▶ [Your goal] Please reproduce every one of the source rows below, word for word and in the same order.

Source rows
____________

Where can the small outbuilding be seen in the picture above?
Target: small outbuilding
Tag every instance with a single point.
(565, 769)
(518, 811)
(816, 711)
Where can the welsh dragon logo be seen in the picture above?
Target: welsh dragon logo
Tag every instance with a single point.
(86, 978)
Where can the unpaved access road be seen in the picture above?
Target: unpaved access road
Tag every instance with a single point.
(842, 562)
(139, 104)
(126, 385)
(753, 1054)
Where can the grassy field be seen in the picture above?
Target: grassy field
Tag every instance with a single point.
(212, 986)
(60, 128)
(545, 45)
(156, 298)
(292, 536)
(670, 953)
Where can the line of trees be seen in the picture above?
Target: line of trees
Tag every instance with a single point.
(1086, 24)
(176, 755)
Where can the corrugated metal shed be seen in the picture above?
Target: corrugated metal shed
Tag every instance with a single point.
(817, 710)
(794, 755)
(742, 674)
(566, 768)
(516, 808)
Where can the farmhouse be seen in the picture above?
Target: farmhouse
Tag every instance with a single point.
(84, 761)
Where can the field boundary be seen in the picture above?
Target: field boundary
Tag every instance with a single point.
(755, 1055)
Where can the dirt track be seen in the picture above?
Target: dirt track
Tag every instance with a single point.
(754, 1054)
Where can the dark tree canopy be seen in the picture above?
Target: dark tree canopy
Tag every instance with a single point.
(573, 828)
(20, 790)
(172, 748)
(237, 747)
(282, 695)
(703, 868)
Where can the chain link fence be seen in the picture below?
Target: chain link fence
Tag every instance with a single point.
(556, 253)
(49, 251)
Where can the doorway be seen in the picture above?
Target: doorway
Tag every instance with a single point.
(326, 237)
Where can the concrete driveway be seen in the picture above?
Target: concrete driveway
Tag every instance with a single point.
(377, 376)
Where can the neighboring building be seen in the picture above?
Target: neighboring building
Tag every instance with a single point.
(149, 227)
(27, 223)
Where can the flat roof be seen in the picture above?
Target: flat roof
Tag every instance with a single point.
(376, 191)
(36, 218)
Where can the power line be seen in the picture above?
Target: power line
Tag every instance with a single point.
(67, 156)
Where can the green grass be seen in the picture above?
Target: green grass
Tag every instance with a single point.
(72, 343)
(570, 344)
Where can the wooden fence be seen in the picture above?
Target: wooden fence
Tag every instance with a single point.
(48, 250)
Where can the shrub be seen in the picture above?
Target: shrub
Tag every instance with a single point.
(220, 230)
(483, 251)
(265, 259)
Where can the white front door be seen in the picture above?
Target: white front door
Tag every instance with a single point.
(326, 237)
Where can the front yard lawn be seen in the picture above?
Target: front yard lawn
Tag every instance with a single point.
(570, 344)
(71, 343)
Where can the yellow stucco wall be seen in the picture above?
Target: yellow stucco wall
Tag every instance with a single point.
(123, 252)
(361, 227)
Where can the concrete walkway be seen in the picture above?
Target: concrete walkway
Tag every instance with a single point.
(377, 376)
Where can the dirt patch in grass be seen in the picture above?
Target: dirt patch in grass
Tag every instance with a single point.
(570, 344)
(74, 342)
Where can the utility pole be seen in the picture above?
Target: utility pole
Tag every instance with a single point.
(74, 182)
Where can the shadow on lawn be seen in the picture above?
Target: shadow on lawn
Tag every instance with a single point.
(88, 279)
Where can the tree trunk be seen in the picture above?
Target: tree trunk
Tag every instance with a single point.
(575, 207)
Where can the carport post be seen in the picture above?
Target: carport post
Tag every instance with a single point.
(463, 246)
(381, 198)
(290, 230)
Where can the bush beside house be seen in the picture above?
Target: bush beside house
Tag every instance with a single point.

____________

▶ [Solved problem]
Where can the small outbuilding be seen in the picture above?
Target: small outbuilding
Tag every instance with a single point.
(565, 769)
(518, 811)
(816, 711)
Where can the welsh dragon logo be seen in the picture above?
Target: welsh dragon logo
Tag every instance with a single point.
(86, 978)
Where can the unpaved access road be seen in the picture above?
Target: unpaved access road
Tag every instance with a single point.
(842, 562)
(139, 104)
(126, 385)
(753, 1054)
Where can the grassy field be seen in the picture above?
Target: grassy field
Tag every instance with a single point.
(212, 986)
(60, 128)
(545, 45)
(156, 298)
(292, 536)
(670, 953)
Where can the line of trees be seen in the picture above?
Target: line of trees
Tag every instance with a single point.
(1086, 24)
(176, 755)
Where can the corrugated metal shed be seen in the picture above?
Target: corrugated metal shed
Tag every instance with a single point.
(817, 710)
(794, 755)
(742, 674)
(566, 768)
(516, 808)
Where can the farmhouse be seen in the picture above?
Target: farmhouse
Tag every instance with a single point.
(84, 761)
Where can the field boundary be seen in the picture above?
Target: field boundary
Tag every instance with a single point.
(755, 1055)
Where can the dirt track be seen in the picture above?
Target: dirt track
Tag every instance with a single point.
(754, 1054)
Where can the dark tree canopy be seen in the picture above?
Target: dark tree canopy
Tag every instance with a single point.
(573, 828)
(20, 790)
(172, 748)
(237, 747)
(282, 695)
(703, 868)
Where can the chain link fence be seen in the picture below?
Target: chain link fence
Tag every instance with a single point.
(556, 253)
(49, 251)
Where can the doorway be seen in the picture above?
Target: doorway
Tag every instance with a single point.
(326, 237)
Where can the concrete driveway be seen in the picture above?
Target: concrete driveway
Tag every instance with a single point.
(377, 376)
Where can the neighboring building be seen in the picture above?
Target: neighboring building
Tag every instance with a single point.
(149, 227)
(27, 223)
Where can the flat roof be seen in the picture above?
Target: flat roof
Tag every instance with a single point.
(376, 191)
(36, 218)
Where can the power line be seen in the picture above?
Target: power line
Tag every instance with a single point.
(67, 156)
Where can the green grass be seen in the picture above?
Target: green grass
Tag every instance with a single point.
(72, 343)
(570, 344)
Where can the wooden fence be seen in the picture above?
Target: wooden fence
Tag every instance with a single point.
(48, 250)
Where can the shrub be seen in the picture above?
Target: shrub
Tag every instance with a single point.
(220, 230)
(483, 251)
(265, 259)
Where can the white front door be seen in the picture above?
Target: white front door
Tag every instance with a single point.
(326, 237)
Where can the front yard lawn be seen in the picture above?
Target: front yard lawn
Tag every instance with a single point.
(570, 344)
(71, 343)
Where can the yellow stucco wall be seen in the picture above?
Target: yellow stucco wall
Tag every instance with a single point.
(123, 252)
(361, 227)
Where can the concrete walkway be seen in the picture above?
Target: concrete walkway
Tag every instance with a single point.
(377, 376)
Where can the dirt patch in grass be seen in the picture above?
Target: dirt patch in grass
Tag every instance with a single point.
(570, 344)
(74, 342)
Where can the utility pole be seen in the picture above?
Target: utility pole
Tag every instance with a single point.
(74, 182)
Where can the shadow on lawn be seen in the picture above?
Target: shadow on lawn
Tag every instance with a single point.
(88, 279)
Where can the tree trunk be seen in the picture above?
Target: tree trunk
Tag every instance with a single point.
(575, 207)
Where can the carport post be seen in the picture above?
Target: carport post
Tag every instance with a single point.
(463, 246)
(381, 198)
(290, 230)
Where can the bush beside house be seen in the picture above?
Target: bush beside house
Tag every instance with a single point.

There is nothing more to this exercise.